-- SOURCE DOCUMENT --
VBA Course: Arrays


Arrays allow you to store a large number of values unlike variables, which can only store a single value at a time.

We briefly touched on the subject in the lesson on variables, and now we will delve deeper into it.

Benefits of Arrays

Imagine that in a procedure, you need to store 500 values. If you had to create 500 variables to store all these values, it would quickly become very complicated. However, with an array, the storage and use of these values will be greatly simplified.

The second benefit is execution speed (iterating through an array of data is much faster than iterating through an equivalent range of cells).

Nothing beats an example to better understand...

The first sheet here contains a database of 5000 rows and 3 columns:

database vba arrays

The second sheet contains a grid where the YES values will be counted based on years and customers:

excel array customers years png vba arrays

In this example, the procedure will loop through the database and count, for each year and customer number, the number of YES values before entering it in the corresponding cell.

Without using an array, it will take Excel 55.27 seconds to execute the procedure:

without vba arrays

By first storing the database in an array and then performing the same calculations (iterating through the array instead of cells), it will only take 0.75 seconds to execute the procedure:

with vba arrays

If we decide to optimize the procedure by only storing the data with YES values in the array (which represents about 3/4 of the data) and only the years from the dates, 0.23 seconds are sufficient:

optimized vba arrays

In this example, using an array allowed the procedure to be executed approximately 240 times faster.

[Dataset items]
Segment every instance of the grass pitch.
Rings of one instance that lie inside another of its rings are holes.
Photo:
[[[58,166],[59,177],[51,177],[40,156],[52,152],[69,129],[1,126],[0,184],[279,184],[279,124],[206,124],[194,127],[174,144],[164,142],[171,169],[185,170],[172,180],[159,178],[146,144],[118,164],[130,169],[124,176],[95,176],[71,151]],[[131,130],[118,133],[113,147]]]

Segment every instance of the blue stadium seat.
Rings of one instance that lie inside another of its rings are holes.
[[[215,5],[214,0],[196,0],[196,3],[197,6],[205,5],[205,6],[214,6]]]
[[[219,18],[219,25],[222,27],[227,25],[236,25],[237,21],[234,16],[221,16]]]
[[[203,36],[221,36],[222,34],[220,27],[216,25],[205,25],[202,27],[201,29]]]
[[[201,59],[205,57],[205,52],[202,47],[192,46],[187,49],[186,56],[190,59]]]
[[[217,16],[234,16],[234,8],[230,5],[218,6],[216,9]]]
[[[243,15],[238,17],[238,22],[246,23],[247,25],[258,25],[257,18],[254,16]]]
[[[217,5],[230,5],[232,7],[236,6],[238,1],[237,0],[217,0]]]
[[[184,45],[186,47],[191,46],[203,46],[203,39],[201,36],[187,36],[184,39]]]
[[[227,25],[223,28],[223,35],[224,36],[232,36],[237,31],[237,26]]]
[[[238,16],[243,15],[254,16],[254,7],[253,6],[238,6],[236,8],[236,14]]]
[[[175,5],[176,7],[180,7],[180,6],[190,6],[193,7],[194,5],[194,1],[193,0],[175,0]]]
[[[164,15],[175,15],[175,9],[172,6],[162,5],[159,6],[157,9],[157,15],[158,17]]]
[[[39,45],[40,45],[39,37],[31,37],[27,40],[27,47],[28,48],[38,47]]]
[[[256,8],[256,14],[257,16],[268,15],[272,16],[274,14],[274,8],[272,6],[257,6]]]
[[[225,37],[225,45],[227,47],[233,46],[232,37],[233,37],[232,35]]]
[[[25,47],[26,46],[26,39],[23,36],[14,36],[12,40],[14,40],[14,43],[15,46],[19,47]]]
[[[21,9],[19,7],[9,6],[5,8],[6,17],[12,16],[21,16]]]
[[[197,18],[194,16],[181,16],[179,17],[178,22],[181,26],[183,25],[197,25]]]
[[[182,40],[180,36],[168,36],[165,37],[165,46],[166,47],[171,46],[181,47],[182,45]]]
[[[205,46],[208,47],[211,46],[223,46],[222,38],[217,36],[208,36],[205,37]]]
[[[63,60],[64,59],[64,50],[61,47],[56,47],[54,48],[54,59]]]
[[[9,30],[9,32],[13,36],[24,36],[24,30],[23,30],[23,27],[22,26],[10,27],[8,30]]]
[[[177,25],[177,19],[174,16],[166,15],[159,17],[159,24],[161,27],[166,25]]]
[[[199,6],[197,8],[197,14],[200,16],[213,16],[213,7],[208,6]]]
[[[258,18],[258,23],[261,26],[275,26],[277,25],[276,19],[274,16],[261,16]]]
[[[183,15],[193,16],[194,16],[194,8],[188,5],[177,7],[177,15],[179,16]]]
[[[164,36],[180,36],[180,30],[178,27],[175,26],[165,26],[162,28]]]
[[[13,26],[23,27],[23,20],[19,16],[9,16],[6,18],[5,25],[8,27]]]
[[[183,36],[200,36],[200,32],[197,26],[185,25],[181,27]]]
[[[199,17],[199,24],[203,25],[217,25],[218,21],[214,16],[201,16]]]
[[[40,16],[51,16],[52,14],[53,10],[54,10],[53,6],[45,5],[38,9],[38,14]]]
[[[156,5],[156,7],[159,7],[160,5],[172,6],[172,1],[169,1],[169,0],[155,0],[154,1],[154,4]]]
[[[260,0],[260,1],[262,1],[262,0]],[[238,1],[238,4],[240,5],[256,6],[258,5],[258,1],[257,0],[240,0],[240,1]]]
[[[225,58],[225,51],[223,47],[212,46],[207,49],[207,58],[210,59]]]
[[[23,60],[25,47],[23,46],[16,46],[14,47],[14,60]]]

-- ACTIVITY A --
According to the VBA arrays lesson, how long does Excel take to execute the procedure without using an array?
-- ACTIVITY B --
Reproduce the part of the VBA arrays lesson that opens with the words containing "In this example, the" and closes with "the corresponding cell.".

-- ANSWER AREA A --
55.27 seconds.

-- ANSWER AREA B --
In this example, the procedure will loop through the database and count, for each year and customer number, the number of YES values before entering it in the corresponding cell.